The full listing below should be copied verbatim.

★ ★ ★ ★ ★ ★ ★

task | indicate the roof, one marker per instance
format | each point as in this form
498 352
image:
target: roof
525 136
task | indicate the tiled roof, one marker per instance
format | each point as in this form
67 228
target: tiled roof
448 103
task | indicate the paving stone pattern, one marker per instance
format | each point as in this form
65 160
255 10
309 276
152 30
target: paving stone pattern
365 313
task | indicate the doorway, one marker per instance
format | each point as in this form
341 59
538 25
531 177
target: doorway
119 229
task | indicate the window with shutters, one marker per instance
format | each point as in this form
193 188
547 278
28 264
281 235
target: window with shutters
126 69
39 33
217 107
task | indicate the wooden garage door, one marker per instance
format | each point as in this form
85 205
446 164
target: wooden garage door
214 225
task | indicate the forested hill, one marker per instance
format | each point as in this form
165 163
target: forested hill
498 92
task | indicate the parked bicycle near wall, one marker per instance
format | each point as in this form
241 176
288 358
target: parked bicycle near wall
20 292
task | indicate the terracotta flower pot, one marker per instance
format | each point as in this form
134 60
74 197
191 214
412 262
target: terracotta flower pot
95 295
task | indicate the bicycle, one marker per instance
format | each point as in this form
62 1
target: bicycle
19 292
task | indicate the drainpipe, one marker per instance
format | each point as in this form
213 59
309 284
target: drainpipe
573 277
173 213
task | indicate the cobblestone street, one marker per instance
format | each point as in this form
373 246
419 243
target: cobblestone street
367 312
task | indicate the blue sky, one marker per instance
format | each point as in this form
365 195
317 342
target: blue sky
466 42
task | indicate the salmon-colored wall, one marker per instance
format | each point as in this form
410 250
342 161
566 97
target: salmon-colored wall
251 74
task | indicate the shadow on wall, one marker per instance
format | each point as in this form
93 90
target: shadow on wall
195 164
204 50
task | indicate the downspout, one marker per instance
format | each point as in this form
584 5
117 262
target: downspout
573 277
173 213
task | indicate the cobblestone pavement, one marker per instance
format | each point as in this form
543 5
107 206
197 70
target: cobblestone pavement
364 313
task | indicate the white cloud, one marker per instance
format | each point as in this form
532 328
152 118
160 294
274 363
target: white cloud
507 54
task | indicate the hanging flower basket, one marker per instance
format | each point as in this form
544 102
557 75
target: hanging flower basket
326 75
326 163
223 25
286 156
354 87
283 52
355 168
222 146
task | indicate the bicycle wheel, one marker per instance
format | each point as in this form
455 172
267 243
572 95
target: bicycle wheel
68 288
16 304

★ ★ ★ ★ ★ ★ ★

RESULT OF THE TASK
task | indicate the roof, one marker per instance
format | each point as in this form
498 352
image:
target: roof
525 136
task | indicate the tiled roof, one marker per instance
format | each point as in this form
67 228
target: tiled roof
448 103
task | indicate the paving stone pattern, one marker per instance
format | each point as in this form
65 160
255 10
309 276
152 30
target: paving stone pattern
365 313
task | indicate the doorway, one marker per instance
format | each point as in this form
341 59
538 25
531 177
target: doorway
119 229
task | indicate the window with shutters, one marker per instance
format | each point as in this form
193 188
547 278
28 264
281 235
target: window with shutters
126 69
39 33
217 107
task | indicate the wooden garage door, one marker per instance
format | each point as in this form
85 205
446 164
target: wooden garage door
214 225
task | indicate the forested hill, one marker per instance
format | each point as in this form
165 163
target: forested hill
498 92
task | indicate the parked bicycle near wall, one marker per instance
format | each point as in this form
241 176
288 358
target: parked bicycle near wall
20 292
task | indicate the terracotta flower pot, one marker per instance
format | each point as in this form
134 60
74 197
191 214
412 262
target: terracotta flower pot
95 295
task | indicate the bicycle, one marker per instance
format | each point as in this form
62 1
target: bicycle
19 292
task | indicate the drainpipe, one marker per instance
format | each point as in this form
213 59
309 284
target: drainpipe
573 277
173 213
task | indicate the cobblestone street, one marker per instance
format | each point as in this form
373 246
419 243
target: cobblestone street
367 312
task | indicate the blue sky, one marker per instance
format | each point as in this form
365 195
317 342
target: blue sky
466 42
task | indicate the salmon-colored wall, one marker per instance
format | each point as in this form
410 250
342 161
566 97
target: salmon-colored wall
251 74
task | indicate the shadow on wall, one marker per instance
format | each point as in this form
93 90
target: shadow on wall
195 164
204 50
task | indicate the downspout, one marker per instance
format | each point as in this form
584 5
117 262
target: downspout
573 277
173 213
task | indicate the cobblestone pavement, one marker per instance
format | each point as in this form
543 5
107 206
197 70
target: cobblestone pavement
364 313
task | indicate the white cloud, one marker per instance
format | each point as in this form
532 328
152 118
160 294
274 363
target: white cloud
507 54
task | indicate the hanging flower basket, one marker per instance
format | each point as in this form
544 102
557 75
target: hanging flower basket
326 75
326 163
223 25
286 156
354 87
283 52
355 168
222 146
task | indicate the bicycle wheel, one marker per instance
format | each point as in this form
455 172
267 243
572 95
target: bicycle wheel
68 288
16 304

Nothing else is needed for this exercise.